### Quoted passage
DONATA: [00:23:49] Exactly. And a lot of people think, okay, I'm just going to post this privacy policy here, and I can just do whatever I want. And in some areas of the United States, that might be the case, but usually, that's not the case. You still need to get consent. You still need to make sure that your cookie consent checkbox is compliant. You still need to make sure that you are using data responsibly and sharing it responsibly, and not collecting it if you don't need it, things like that. And I think a lot of that gets lost in the shuffle, and with companies that have bigger budgets, that have a privacy staff, or can afford to hire a privacy consultant, those things come to light and end up being resolved, but for smaller businesses, it doesn't. So it's very important for them to receive that education and to receive that guidance which, unfortunately, the US government is not providing right now. So it's, it's a very important area that I think education goes a very, very long way.

KRISTINA: [00:24:41] And you do a really great job of that because I was looking at your site and what you offer from Termageddon perspective. And it's not just about the privacy policy. It is about the disclaimers. It is the terms of service, and it is about having the range of disclosures and policies you need to have. So I know we've spent a lot of time talking about privacy policy, but are there these complimentary artifacts that folks also need to have in place?

DONATA: [00:25:05] Absolutely. A disclaimer or terms of service to protect your business. And, even just to answer commonly asked customer questions, like, do you offer refunds, cancellations? What is your shipping policy? Things like that that I think go a very, very long way with consumers in terms of moving them forward in the purchasing path. Because if I go on a website and let's say, I'm hypothetically, I'm looking at shoes, and I'm worried that maybe the size isn't going to fit me right, the first thing that I do is look for a refund policy and terms of service to see what the refund policy is and what my options are as a consumer. And if that's not present, I'm probably not going to buy from them. Because I don't feel secure enough to know that, okay, if the shoe doesn't fit, I can return it and exchange it for a different one. Not having that information can actually impede customers from buying from you.

Having that information available is very valuable, both from a legal protection perspective, but also from a customer service perspective as well.

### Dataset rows
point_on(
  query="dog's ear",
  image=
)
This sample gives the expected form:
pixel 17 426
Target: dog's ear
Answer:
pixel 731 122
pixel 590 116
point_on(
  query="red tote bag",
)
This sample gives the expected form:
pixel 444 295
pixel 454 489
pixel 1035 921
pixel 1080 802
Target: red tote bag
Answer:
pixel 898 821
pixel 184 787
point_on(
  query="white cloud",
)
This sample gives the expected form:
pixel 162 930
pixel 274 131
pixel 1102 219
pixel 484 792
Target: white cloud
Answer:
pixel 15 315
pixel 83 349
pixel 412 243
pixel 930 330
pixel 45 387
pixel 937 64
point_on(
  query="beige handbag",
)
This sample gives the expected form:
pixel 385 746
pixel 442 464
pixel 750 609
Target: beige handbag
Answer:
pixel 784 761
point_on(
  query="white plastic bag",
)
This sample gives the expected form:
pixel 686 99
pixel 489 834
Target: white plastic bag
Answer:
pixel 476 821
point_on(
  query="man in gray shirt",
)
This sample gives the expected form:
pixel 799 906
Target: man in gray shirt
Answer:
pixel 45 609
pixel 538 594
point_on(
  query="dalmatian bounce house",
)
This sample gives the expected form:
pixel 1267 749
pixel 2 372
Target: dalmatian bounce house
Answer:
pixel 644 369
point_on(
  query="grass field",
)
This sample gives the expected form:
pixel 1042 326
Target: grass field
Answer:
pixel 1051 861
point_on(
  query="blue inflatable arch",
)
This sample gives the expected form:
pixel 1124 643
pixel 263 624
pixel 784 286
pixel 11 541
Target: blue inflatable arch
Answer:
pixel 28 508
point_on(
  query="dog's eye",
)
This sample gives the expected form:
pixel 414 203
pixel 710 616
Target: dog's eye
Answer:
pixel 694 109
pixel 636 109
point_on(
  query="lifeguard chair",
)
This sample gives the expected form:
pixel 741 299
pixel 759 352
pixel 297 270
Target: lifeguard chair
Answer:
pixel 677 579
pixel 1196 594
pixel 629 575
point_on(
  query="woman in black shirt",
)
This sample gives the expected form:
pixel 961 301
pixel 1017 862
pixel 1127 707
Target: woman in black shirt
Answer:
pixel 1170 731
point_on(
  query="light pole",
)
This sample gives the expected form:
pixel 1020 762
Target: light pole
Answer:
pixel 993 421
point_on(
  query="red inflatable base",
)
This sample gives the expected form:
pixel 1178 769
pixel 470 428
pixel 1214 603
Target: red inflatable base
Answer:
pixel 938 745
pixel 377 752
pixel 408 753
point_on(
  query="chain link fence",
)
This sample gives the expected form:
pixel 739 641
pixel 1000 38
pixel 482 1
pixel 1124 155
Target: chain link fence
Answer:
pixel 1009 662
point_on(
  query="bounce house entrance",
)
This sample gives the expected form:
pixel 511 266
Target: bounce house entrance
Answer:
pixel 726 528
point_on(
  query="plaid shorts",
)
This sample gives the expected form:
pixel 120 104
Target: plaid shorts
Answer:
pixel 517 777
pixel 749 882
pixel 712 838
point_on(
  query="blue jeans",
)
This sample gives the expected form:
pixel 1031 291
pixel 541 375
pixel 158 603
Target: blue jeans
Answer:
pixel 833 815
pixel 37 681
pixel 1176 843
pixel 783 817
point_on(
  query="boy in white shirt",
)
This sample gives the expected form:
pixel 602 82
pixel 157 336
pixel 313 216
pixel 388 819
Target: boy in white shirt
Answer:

### Exercise requirements
a: Print the dataset entries again word for word, from the first line of the entries through the line containing "pixel 184 787".
b: Carry on the interview about privacy policies and terms of service from where it stops.

### Responses by task
a:
point_on(
  query="dog's ear",
  image=
)
This sample gives the expected form:
pixel 17 426
Target: dog's ear
Answer:
pixel 731 122
pixel 590 116
point_on(
  query="red tote bag",
)
This sample gives the expected form:
pixel 444 295
pixel 454 489
pixel 1035 921
pixel 1080 802
Target: red tote bag
Answer:
pixel 898 821
pixel 184 787

b:
KRISTINA: [00:26:07] I find that a lot of agencies in webshops that are supporting especially small and medium-sized businesses are trying their best. It's not with any ill intent, but they oftentimes forget about those terms of service, that disclaimers, et cetera. Is there a way to automate the inclusion of that into the products that they're creating for their consumers? What is your advice?

DONATA: [00:26:27] We actually have an agency partners program. So we work with agencies all the time, people who build websites, run marketing campaigns, with us, they actually get a free license for policies, for their own website to try it out. And what they do is they actually build it into their quote, or they build it into their proposals, or even before. If they didn't do that in the quote or the proposal before the website is launched, they just send them a simple email saying, Hey,we built you this website, it's collecting personal information. I think you need to have a privacy policy. And here are some solutions for that. And then the customer can kind of decide what they want to do because it is true. That a lot of people who have websites built for them who have a new business don't necessarily realize that this is a thing which is very unfortunate, but they don't realize that they collect personal information. They don't realize that they share it. They don't even realize that they have analytics which could potentially subject them to GDPR and other privacy law. A web designer is a great place to bring that up and say, Hey, we built you this website, it has these forms. You need to have a privacy policy. And we work with a lot of web designers who do that for their customers. And you'd be surprised how many times the customer was like, oh man, I had no idea that. So much for letting me know, and they're actually super appreciative of it. So it's a great thing that a lot of web designers provide now is just kind of that information, that education piece.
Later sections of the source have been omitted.